(Exercise data)
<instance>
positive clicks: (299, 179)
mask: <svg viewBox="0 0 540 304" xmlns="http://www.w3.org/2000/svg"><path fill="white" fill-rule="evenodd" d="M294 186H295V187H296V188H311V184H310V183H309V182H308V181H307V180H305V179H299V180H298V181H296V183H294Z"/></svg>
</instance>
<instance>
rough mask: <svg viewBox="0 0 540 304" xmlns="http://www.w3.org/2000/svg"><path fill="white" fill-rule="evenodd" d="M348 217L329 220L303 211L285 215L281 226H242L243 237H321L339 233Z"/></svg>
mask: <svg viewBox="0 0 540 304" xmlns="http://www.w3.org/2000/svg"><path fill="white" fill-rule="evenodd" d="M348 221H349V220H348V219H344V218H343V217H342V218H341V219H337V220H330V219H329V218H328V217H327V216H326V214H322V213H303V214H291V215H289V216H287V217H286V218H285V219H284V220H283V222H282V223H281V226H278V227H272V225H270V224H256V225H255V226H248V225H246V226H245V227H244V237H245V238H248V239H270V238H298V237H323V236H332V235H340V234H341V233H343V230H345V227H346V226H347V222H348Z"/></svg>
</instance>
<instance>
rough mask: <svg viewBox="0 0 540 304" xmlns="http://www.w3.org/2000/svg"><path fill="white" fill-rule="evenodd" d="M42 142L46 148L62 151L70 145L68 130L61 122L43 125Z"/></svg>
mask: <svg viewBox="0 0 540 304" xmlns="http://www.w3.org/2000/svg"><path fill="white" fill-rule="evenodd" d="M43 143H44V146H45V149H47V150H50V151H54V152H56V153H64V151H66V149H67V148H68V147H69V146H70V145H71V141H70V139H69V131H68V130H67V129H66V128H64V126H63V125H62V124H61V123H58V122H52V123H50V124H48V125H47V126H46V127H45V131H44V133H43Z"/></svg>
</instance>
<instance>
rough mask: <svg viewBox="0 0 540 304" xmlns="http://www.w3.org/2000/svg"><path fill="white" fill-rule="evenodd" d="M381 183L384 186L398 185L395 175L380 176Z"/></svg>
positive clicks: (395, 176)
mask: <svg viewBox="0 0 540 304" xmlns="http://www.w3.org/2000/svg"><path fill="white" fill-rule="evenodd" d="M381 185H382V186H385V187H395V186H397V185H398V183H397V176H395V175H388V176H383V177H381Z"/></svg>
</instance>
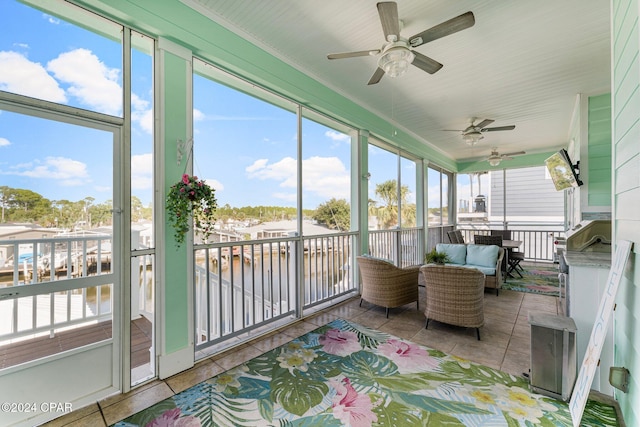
(End Exercise data)
Apart from the pictures, write every entry out again exactly.

Answer section:
<instance>
positive clicks: (299, 179)
mask: <svg viewBox="0 0 540 304" xmlns="http://www.w3.org/2000/svg"><path fill="white" fill-rule="evenodd" d="M294 186H295V187H296V188H311V184H310V183H309V182H308V181H307V180H305V179H299V180H298V181H296V183H294Z"/></svg>
</instance>
<instance>
rough mask: <svg viewBox="0 0 540 304" xmlns="http://www.w3.org/2000/svg"><path fill="white" fill-rule="evenodd" d="M348 217L329 220L303 211L285 215L281 226H242L243 237H321L339 233Z"/></svg>
mask: <svg viewBox="0 0 540 304" xmlns="http://www.w3.org/2000/svg"><path fill="white" fill-rule="evenodd" d="M348 221H349V220H348V219H344V218H343V217H342V218H341V219H337V220H330V219H329V218H328V217H327V216H326V214H322V213H303V214H291V215H289V216H287V217H286V218H285V219H284V220H283V222H282V223H281V226H278V227H272V225H270V224H256V225H255V226H248V225H246V226H245V227H244V237H245V238H248V239H270V238H298V237H323V236H332V235H340V234H341V233H343V230H345V227H346V226H347V222H348Z"/></svg>
</instance>
<instance>
rough mask: <svg viewBox="0 0 540 304" xmlns="http://www.w3.org/2000/svg"><path fill="white" fill-rule="evenodd" d="M42 142L46 148L62 151L70 145L68 130L61 122L43 125Z"/></svg>
mask: <svg viewBox="0 0 540 304" xmlns="http://www.w3.org/2000/svg"><path fill="white" fill-rule="evenodd" d="M43 143H44V146H45V149H47V150H50V151H54V152H56V153H64V151H66V149H67V148H68V147H69V146H70V145H71V141H70V139H69V131H68V130H67V129H66V128H64V126H63V125H62V124H61V123H58V122H52V123H50V124H48V125H47V126H46V127H45V131H44V133H43Z"/></svg>
</instance>
<instance>
rough mask: <svg viewBox="0 0 540 304" xmlns="http://www.w3.org/2000/svg"><path fill="white" fill-rule="evenodd" d="M381 183L384 186L398 185L395 175L380 176Z"/></svg>
positive clicks: (395, 176)
mask: <svg viewBox="0 0 540 304" xmlns="http://www.w3.org/2000/svg"><path fill="white" fill-rule="evenodd" d="M381 185H382V186H385V187H395V186H397V185H398V183H397V176H395V175H388V176H383V177H381Z"/></svg>
</instance>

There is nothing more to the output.